- Try it:
In the data below, find every line with the string "placed" and pull it out.

Saved data entries

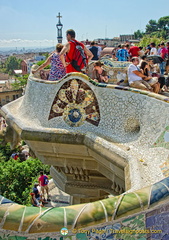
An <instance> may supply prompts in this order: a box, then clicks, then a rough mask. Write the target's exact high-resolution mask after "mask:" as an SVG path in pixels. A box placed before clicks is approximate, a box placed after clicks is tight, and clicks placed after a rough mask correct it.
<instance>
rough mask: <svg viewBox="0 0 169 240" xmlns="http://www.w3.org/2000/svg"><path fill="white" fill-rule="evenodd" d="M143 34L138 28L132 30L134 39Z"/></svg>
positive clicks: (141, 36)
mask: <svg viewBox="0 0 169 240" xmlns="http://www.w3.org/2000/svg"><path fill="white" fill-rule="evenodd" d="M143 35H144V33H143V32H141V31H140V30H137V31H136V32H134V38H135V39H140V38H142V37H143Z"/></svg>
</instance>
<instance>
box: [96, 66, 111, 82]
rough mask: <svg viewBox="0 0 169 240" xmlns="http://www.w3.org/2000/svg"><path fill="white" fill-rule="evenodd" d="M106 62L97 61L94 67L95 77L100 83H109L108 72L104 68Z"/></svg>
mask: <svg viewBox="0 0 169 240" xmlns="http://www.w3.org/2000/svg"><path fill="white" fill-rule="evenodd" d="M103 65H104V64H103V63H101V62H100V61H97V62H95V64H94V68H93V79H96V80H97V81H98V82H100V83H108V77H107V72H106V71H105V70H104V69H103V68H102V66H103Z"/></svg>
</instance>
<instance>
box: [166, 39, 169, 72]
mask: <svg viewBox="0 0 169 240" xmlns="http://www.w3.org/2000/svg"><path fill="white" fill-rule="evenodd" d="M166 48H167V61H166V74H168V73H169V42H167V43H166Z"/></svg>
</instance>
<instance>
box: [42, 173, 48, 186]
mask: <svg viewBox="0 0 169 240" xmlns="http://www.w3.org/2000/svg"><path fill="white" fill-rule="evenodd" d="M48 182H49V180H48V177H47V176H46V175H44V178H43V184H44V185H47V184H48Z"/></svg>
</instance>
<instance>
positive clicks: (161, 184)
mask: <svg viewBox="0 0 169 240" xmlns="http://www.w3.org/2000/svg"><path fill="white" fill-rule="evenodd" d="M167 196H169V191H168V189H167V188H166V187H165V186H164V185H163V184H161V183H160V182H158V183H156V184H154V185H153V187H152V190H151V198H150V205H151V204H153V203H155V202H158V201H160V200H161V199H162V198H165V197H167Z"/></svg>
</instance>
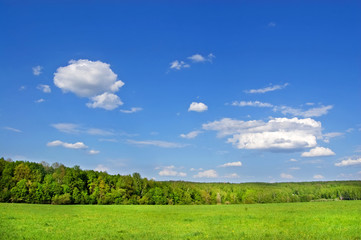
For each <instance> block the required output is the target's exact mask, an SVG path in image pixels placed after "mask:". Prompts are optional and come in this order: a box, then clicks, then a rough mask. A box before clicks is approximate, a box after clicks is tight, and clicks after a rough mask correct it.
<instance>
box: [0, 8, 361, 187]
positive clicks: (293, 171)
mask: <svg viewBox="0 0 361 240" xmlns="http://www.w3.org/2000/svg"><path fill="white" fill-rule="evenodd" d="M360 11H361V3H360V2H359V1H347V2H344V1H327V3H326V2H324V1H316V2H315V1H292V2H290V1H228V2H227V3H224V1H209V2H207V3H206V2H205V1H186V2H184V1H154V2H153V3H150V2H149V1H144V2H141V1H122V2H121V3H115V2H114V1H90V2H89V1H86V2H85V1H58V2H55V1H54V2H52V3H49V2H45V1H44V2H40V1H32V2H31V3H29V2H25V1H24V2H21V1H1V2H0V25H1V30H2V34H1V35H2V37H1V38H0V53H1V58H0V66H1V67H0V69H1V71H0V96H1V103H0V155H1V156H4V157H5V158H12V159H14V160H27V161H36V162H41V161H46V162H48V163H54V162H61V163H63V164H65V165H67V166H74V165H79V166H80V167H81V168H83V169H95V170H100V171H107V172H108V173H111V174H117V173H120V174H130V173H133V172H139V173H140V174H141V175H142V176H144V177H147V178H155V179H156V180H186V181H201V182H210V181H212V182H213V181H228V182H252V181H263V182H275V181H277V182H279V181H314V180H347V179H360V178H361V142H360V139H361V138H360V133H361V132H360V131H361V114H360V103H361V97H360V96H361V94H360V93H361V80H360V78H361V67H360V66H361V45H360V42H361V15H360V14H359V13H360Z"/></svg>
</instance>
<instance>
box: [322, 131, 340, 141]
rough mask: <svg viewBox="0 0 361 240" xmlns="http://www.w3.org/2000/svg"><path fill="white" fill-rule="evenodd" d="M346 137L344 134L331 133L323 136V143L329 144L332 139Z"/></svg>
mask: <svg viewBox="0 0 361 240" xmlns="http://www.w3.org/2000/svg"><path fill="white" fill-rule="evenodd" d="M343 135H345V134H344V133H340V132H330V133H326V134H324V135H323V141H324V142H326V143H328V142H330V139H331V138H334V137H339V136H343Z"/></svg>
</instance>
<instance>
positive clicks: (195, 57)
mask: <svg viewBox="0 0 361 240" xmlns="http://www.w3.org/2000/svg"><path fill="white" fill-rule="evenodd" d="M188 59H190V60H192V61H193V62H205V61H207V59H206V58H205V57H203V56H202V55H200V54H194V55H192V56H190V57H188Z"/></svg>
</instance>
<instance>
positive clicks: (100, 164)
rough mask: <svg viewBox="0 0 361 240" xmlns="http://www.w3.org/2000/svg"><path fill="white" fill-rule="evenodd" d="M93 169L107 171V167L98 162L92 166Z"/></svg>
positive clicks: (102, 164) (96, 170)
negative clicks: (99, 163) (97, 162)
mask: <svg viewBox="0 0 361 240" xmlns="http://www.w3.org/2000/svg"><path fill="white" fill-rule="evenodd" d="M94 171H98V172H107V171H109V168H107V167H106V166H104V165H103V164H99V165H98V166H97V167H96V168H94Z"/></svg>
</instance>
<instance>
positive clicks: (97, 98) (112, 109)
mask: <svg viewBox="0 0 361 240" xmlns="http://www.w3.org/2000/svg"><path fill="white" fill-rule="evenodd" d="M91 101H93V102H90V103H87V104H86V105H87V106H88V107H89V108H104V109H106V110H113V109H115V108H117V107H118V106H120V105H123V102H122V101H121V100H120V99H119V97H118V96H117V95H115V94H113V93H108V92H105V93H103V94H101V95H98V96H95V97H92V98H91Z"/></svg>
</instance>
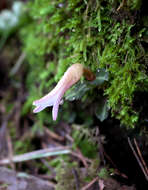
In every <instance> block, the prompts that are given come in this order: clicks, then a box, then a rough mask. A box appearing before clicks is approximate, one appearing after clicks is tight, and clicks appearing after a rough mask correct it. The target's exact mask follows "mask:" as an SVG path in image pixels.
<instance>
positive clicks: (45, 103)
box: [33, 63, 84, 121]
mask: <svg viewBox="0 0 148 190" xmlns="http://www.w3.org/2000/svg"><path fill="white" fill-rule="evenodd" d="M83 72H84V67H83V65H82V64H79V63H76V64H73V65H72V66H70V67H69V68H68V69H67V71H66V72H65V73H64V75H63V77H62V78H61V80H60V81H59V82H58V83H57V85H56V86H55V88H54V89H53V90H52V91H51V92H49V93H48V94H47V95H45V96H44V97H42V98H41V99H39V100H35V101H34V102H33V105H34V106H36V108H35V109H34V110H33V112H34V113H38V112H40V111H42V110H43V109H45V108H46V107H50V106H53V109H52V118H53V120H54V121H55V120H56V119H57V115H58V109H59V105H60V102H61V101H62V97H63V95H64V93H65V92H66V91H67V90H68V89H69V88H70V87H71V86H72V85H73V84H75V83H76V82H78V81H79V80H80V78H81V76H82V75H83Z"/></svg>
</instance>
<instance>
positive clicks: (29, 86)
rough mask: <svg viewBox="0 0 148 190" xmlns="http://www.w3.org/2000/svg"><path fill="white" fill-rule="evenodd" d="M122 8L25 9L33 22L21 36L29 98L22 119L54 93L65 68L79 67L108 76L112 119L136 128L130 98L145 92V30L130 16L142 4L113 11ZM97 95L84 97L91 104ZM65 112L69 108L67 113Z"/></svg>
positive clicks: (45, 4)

- Response:
An <instance> may supply prompts in this order: a box, then clicks, then a rough mask. Write the target's exact high-resolution mask after "mask:" as an SVG path in pixels. A box placed before clicks is approximate, a box placed after clicks is tight, and clicks placed after a rough mask correct it.
For each <instance> block the required output is the target's exact mask, an SVG path in image pixels placed after "mask:". Prompts are optional and come in this order: a box, then clicks, then a rough mask. A box before clicks is approximate, a box after clicks is tight, and clicks after a rough mask correct it.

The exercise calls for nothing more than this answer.